[START OF Text to read]

With the global economic recession and reduction in oil prices in late 2008 and into early 2009, many major and national oil companies deferred the sanctioning of incremental deepwater investments. As a result, throughout 2009 we experienced decreases in our offshore products segment backlog, which declined from $252.7 million as of September 30, 2009 to $206.3 million as of December 31, 2009. This reduction in backlog has led to decreased revenues from our offshore products segment in the first nine months of 2010 compared to the first nine months of 2009. With the improvement in oil prices over the last nineteen months and the improved outlook for long-term oil demand, we have experienced increased bidding and quoting activity for our offshore products, and our backlog has increased 28% from December 31, 2009 to $264.4 million as of September 30, 2010. However, the Horizon rig explosion and sinking and resultant oil spill from the Macondo well blowout has led to increased regulation affecting offshore drilling, which has delayed drilling and development operations in the U.S. Gulf of Mexico and negatively impacted our business as we discuss below under Other Factors that Influence our Business.
Generally, our customers for both oil sands accommodations and offshore products are making multi-billion dollar investments to develop oil sands or deepwater prospects, which have estimated reserve lives of ten to thirty years, and consequently these investments are dependent on those customers longer-term view of crude oil prices. Crude oil prices have recovered to levels generally ranging from $70 to $80 per barrel compared to an average of approximately $62 per barrel experienced during 2009. With the recovery in demand for oil in several key growing markets, specifically China and India, long-term forecasts for oil demand and oil prices, have improved. As a result, our customers have begun to announce additional investments in both the oil sands region and in deepwater globally.

[END OF Text to read]
[START OF Input]

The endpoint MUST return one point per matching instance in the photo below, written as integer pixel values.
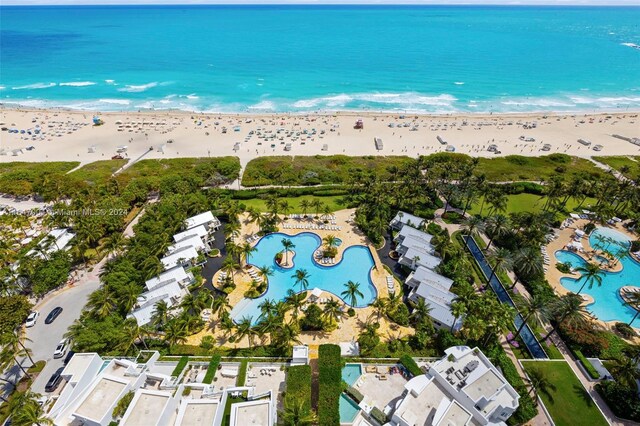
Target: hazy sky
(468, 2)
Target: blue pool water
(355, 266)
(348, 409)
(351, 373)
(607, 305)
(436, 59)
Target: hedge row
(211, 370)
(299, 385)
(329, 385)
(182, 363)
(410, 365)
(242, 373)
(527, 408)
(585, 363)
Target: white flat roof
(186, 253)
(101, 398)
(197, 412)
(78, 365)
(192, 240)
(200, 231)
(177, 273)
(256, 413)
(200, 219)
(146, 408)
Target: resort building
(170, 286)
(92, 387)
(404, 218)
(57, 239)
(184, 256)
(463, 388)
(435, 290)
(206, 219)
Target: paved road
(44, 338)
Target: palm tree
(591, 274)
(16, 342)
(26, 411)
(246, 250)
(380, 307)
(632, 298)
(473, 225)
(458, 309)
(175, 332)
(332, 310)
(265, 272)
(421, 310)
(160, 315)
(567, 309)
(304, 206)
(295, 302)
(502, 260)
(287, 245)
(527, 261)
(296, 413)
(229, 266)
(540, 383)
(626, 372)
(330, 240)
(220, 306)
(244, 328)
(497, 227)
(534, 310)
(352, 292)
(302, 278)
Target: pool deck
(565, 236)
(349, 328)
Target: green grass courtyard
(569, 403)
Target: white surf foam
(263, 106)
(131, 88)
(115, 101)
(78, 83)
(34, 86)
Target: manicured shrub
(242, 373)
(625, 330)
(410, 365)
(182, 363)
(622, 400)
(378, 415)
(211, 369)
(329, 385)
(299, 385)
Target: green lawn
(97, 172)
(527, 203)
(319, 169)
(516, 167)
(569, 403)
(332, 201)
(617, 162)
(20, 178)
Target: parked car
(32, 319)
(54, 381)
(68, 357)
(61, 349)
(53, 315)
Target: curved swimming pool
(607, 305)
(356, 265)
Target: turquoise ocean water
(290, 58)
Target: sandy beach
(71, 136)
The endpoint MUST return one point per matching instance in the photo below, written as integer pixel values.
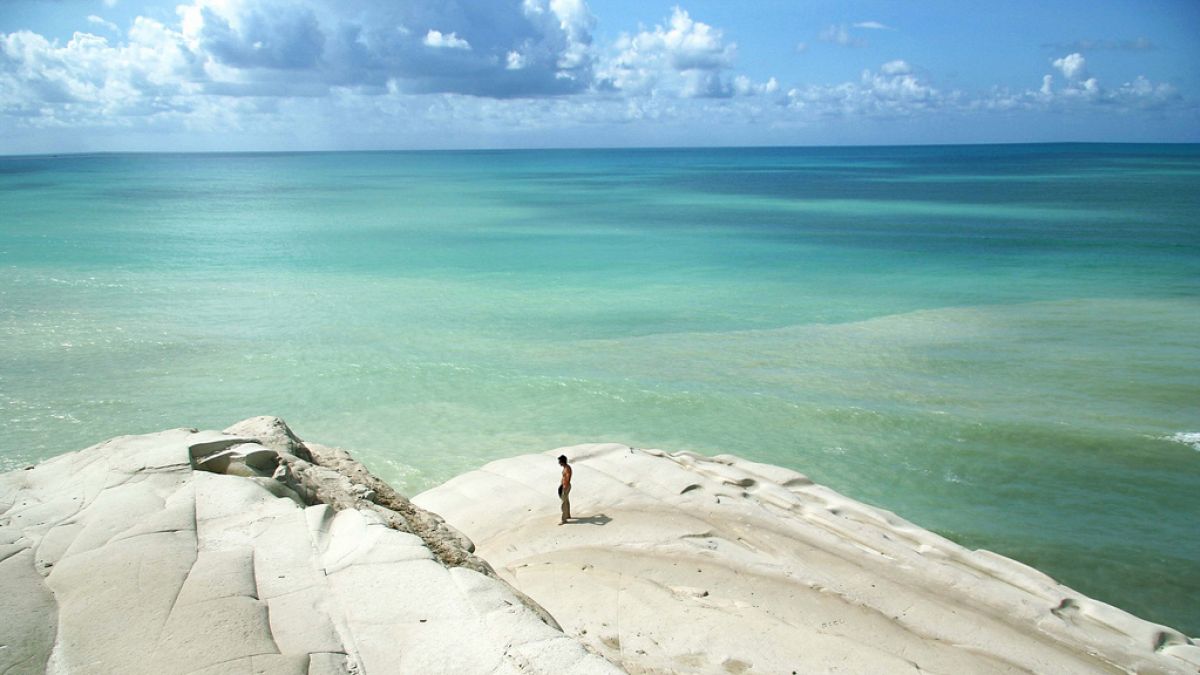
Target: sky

[END OF Input]

# [Work to do]
1. Answer these questions from the passage on oil company investment:
(a) What was the offshore products backlog as of September 30, 2010?
(b) What was the approximate average price per barrel of crude oil during 2009?
(c) Which two growing markets are named for the recovery in oil demand?
2. Write out the lines of the records from the line with "Target: paved road" up to and including the last line of the records, leaving the pictures out of your answer.
The text and the records have nothing to do with each other.

# [Answers by task]
1.
(a) $264.4 million
(b) Approximately $62 per barrel
(c) China and India

2.
Target: paved road
(44, 338)
Target: palm tree
(591, 274)
(16, 342)
(26, 411)
(246, 250)
(380, 307)
(632, 298)
(473, 225)
(458, 309)
(175, 332)
(332, 310)
(265, 272)
(421, 310)
(160, 315)
(567, 309)
(304, 206)
(295, 302)
(502, 260)
(287, 245)
(527, 261)
(296, 413)
(229, 266)
(540, 383)
(626, 372)
(330, 240)
(220, 306)
(244, 328)
(497, 227)
(534, 310)
(352, 292)
(302, 278)
Target: pool deck
(565, 236)
(349, 328)
Target: green grass courtyard
(569, 403)
Target: white surf foam
(263, 106)
(131, 88)
(115, 101)
(78, 83)
(34, 86)
Target: manicured shrub
(242, 373)
(625, 330)
(410, 365)
(182, 363)
(622, 400)
(378, 415)
(211, 369)
(329, 385)
(299, 385)
Target: green lawn
(97, 172)
(527, 203)
(319, 169)
(516, 167)
(569, 403)
(332, 201)
(617, 162)
(20, 178)
Target: parked car
(32, 319)
(54, 381)
(68, 357)
(61, 349)
(53, 315)
Target: curved swimming pool
(607, 305)
(356, 265)
Target: turquoise ocean water
(290, 58)
Target: sandy beach
(71, 136)
The endpoint MUST return one point per matching instance in the photo below, written as integer pixel values.
Target: sky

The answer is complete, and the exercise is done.